BA JIN

BA JIN
BA JIN

De tous les écrivains chinois de sa génération, Ba Jin est celui qui a joui, et jouit encore, de la plus grande popularité. Romancier de l’amour impossible, il a su exprimer toutes les aspirations, parfois contradictoires, d’une jeunesse écrasée sous le poids de la tradition. Victime comme tant d’autres de la révolution culturelle, il n’a pas hésité à reprendre la plume pour dénoncer des épreuves auxquelles nombre de ses amis et proches n’ont pas survécu.

Le jeune anarchiste

De son vrai nom Li Yaotang (connu aussi sous le nom de Li Feigan), Ba Jin est né le 25 novembre 1904 à Chengdu, la capitale de la province du Sichuan, au sein d’une vieille et riche famille mandarinale. Très profondément marqué par ses origines sociales et familiales, le jeune garçon devient en outre rapidement orphelin, perdant successivement sa mère, à laquelle il était très attaché, en 1914, puis son père trois ans après. Cette enfance malheureuse, au milieu d’une famille où les dissensions sont constantes, a laissé au futur écrivain un souvenir tel qu’il ne pourra jamais l’oublier. Mais elle ne l’a pas non plus empêché de recevoir une bonne éducation traditionnelle, qui lui permet, entre autres, de lire Le Rêve dans le pavillon rouge , puis de s’ouvrir aux idées modernes. En 1920, Ba Jin, qui est inscrit à l’institut des langues étrangères de Chengdu, participe activement aux différentes manifestations organisées par les étudiants de la ville. Il se passionne pour les revues nouvelles que le mouvement du 4 mai 1919 a fait surgir dans tout le pays.

» Travail demandé:
• a. Restituez à l'identique le passage du texte sur Ba Jin en commençant aux mots « De tous les » et en vous arrêtant après « n’ont pas survécu. ».
• b. D'après le texte sur Ba Jin, dans quelle ville l'écrivain est-il né ?

» Données:
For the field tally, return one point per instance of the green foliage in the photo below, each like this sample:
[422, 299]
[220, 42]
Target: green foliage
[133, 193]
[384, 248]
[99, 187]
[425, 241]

» Réponses:
• a.
De tous les écrivains chinois de sa génération, Ba Jin est celui qui a joui, et jouit encore, de la plus grande popularité. Romancier de l’amour impossible, il a su exprimer toutes les aspirations, parfois contradictoires, d’une jeunesse écrasée sous le poids de la tradition. Victime comme tant d’autres de la révolution culturelle, il n’a pas hésité à reprendre la plume pour dénoncer des épreuves auxquelles nombre de ses amis et proches n’ont pas survécu.

• b. À Chengdu, la capitale de la province du Sichuan.